■ **TASKS TO COMPLETE**:
A - Answer these questions from the post on predictive processing:
(i) What does the brain get when it exhibits a behavior that evolution wants to reinforce?
(ii) What does free energy minimization, taken seriously, predict that organisms disproportionately like to do?
(iii) What can we not teach it to do?
B - Write the next part of the post on predictive processing, picking up after its final sentence.

To be clear here, I did understand that you posit a dual-system approach in this post, with squirts of dopamine for RL and PP for everything else. However, I didn’t really understand why you wanted to posit that, in the context of your other posts, where you mention PP doing the RL part too.
We can teach it play chess, build cars, take over the world and disassemble stars. But there is one thing we can’t teach it to do: We can’t teach it to maximize its own error function. It’s not just physically impossible. It’s a logical contradiction.
But is this important/interesting?
Here’s my problem. I feel like in general when talking about PP, I end up chasing shadows. First, there’s a lot of naive PP discourse out there, where people just talk about “minimizing free energy” like it explains everything, with no apparent understanding of the nuances behind what different types of free energy you can minimize, and in what kind of minimization framework, etc. People claiming that they can explain any psychological phenomena in terms of minimizing predictive error. So you get paragraphs like:
If you connect the neurons in a predictive processor into motor (output) neurons, then the predictive processor will learn to send motor outputs which minimize predictive error i.e minimize surprise.
And then you gen the semi-experts/semi-dilettantes, who have read a few papers on the subject and can’t claim to explain everything but recognize the obvious fallacies and believe that there are ways around them.
So then you get paragraphs like:
Wait a minute. Don’t people we get bored and seek out novelty? And isn’t novelty a form of surprise (which increases free energy)? Yes, but that’s because the human brain isn’t a pure predictive processor. The brain gets a squirt of dopamine when it exhibits a behavior that evolution wants to reinforce. Dopamine-moderated reinforcement learning alone is enough to elicit non-free-energy-minimizing behaviors (such as gambling) from a predictive processor.
Do you see my problem yet? First you start with a theory (free energy minimization) which can already explain anything and everything, but if you take it really seriously, it does heuristically suggest some predictions over others. And then some of those predictions are wrong; EG it predicts that organisms disproportionately like to hang out in dark, quiet rooms where there’s no surprise. So maybe you retreat to the general can-predict-anything version. Or maybe you start patching it, by tacking on some amount of RL. Or maybe you do something else.
This seems to me like a recipe for scientific disaster.
I get this feeling that people must be initially attracted to PP by (a) the promised generality (which actually means it doesn’t predict anything very strongly), or (b) the neat math, or (c) some particular clever arguments about how some specific phenomena can be understood as minimization of prediction error, like maybe how humans often seem to confuse ‘is’ with ‘ought’. And then, if they get far enough, they start to see how the naive version can’t make sense; but there are so many ways to patch it, and other smart people who seem to believe that things work out...
I haven’t examined the pile of evidence that’s supposedly in favor of actual PP in the actual brain. I’m missing a ton of context. I just get the feeling from a distance, that it’s this intellectual black hole.
We can’t teach it to maximize its own error function. It’s not just physically impossible. It’s a logical contradiction.
But is this important/interesting?
Because it implies the existence of a fixed point of epistemic convergence that’s robust against wireheading. It solves one of the fundamental questions of AI Alignment, at least in theory.

■ **MATERIAL**:

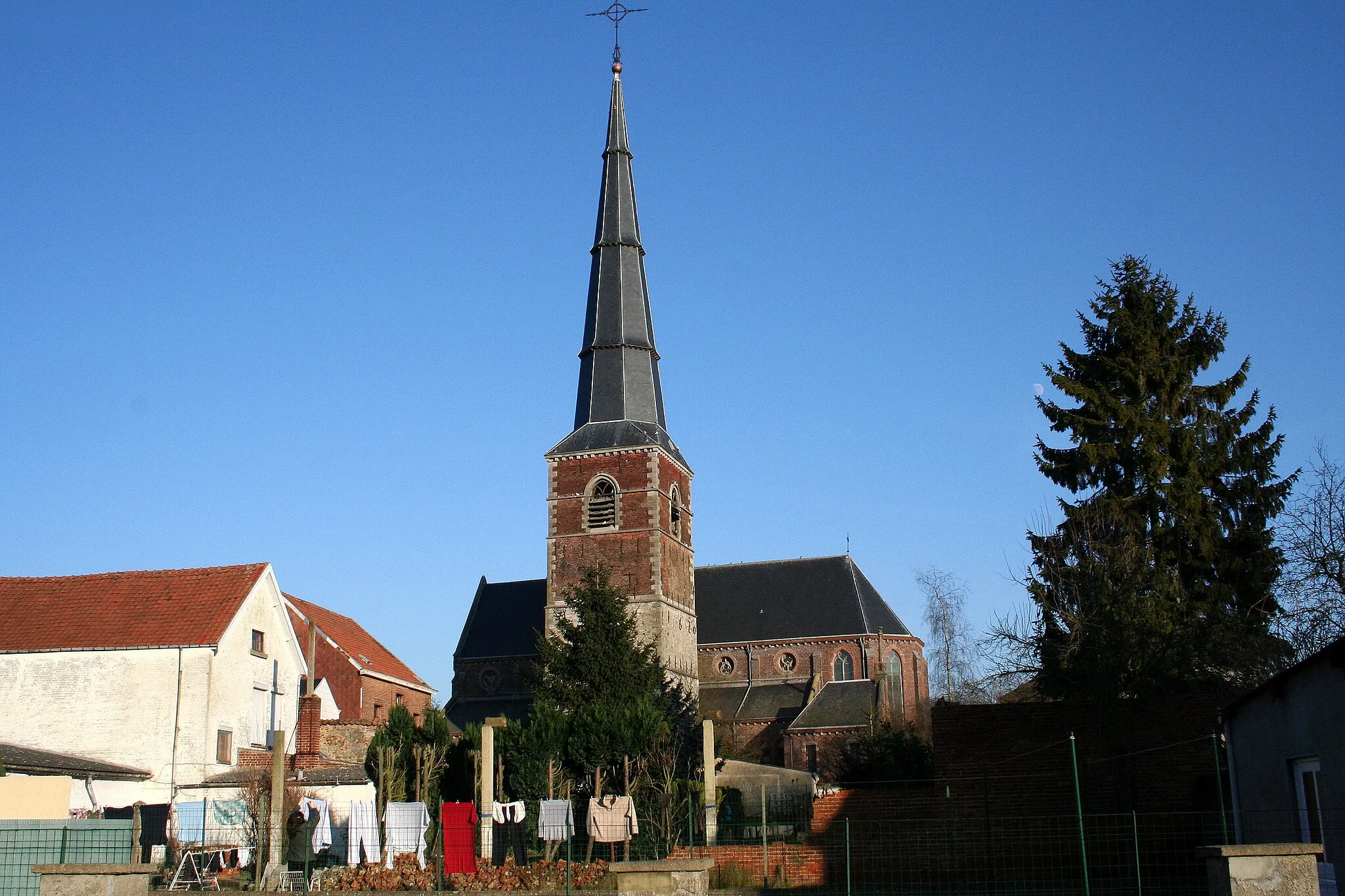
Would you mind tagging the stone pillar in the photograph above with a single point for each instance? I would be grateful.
(93, 880)
(666, 878)
(712, 822)
(1262, 870)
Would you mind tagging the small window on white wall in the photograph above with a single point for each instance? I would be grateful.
(225, 747)
(260, 717)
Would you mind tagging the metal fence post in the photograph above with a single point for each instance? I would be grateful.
(1079, 811)
(690, 822)
(1134, 833)
(848, 856)
(1219, 789)
(766, 855)
(990, 853)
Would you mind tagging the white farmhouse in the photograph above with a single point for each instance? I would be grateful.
(171, 672)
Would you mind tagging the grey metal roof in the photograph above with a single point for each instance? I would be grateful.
(47, 762)
(721, 704)
(464, 712)
(619, 363)
(322, 775)
(505, 620)
(741, 602)
(839, 704)
(783, 599)
(776, 700)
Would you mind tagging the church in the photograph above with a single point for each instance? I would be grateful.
(791, 658)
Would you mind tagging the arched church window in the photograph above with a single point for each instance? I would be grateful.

■ **RESPONSE LIST**:
A -
(i) A squirt of dopamine.
(ii) Hang out in dark, quiet rooms where there's no surprise.
(iii) Maximize its own error function.

B -
Do you see my problem yet? First you start with a theory (free energy minimization) which can already explain anything and everything, but if you take it really seriously, it does heuristically suggest some predictions over others. And then some of those predictions are wrong; EG it predicts that organisms disproportionately like to hang out in dark, quiet rooms where there’s no surprise. So maybe you retreat to the general can-predict-anything version. Or maybe you start patching it, by tacking on some amount of RL. Or maybe you do something else.
I totally hang out in dark, quiet rooms where there’s no surprise.
But more seriously, this is basically how evolution works too. It starts with a simple system and then it patches it. Evolved systems are messy and convoluted.
This seems to me like a recipe for scientific disaster.…I haven’t examined the pile of evidence that’s supposedly in favor of actual PP in the actual brain. I’m missing a ton of context. I just get the feeling from a distance, that it’s this intellectual black hole.
You’re right. The problem is even broader than you write. Psychology is a recipe for scientific disaster. Freud was a disaster. The Behaviorists were (less of) a disaster. And those are (to my knowledge) the two most powerful schools in psychiatry.
But I think I’m mostly right about the basics, and the right thing to do under such circumstances is to post my predictions on a public forum. If you think I’m wrong, then you can register your counter-prediction and we can check back in 30 years and we’ll see if one of us has been proven right.
But more seriously, this is basically how evolution works too. It starts with a simple system and then it patches it. Evolved systems are messy and convoluted.
I don’t deny this. My fear isn’t a general fear that any time we conclude there’s a base system with some patches, we’re wrong. Rather, I have a fear of using these patches to excuse a bad theory, like epicycle theory vs Newton. The specific worry is more like why do people start buying this in the first place? I’ve never seen concrete evidence that it helps people understand things?? And when people check the math in Friston papers, it seems to be a Swiss Cheese of errors???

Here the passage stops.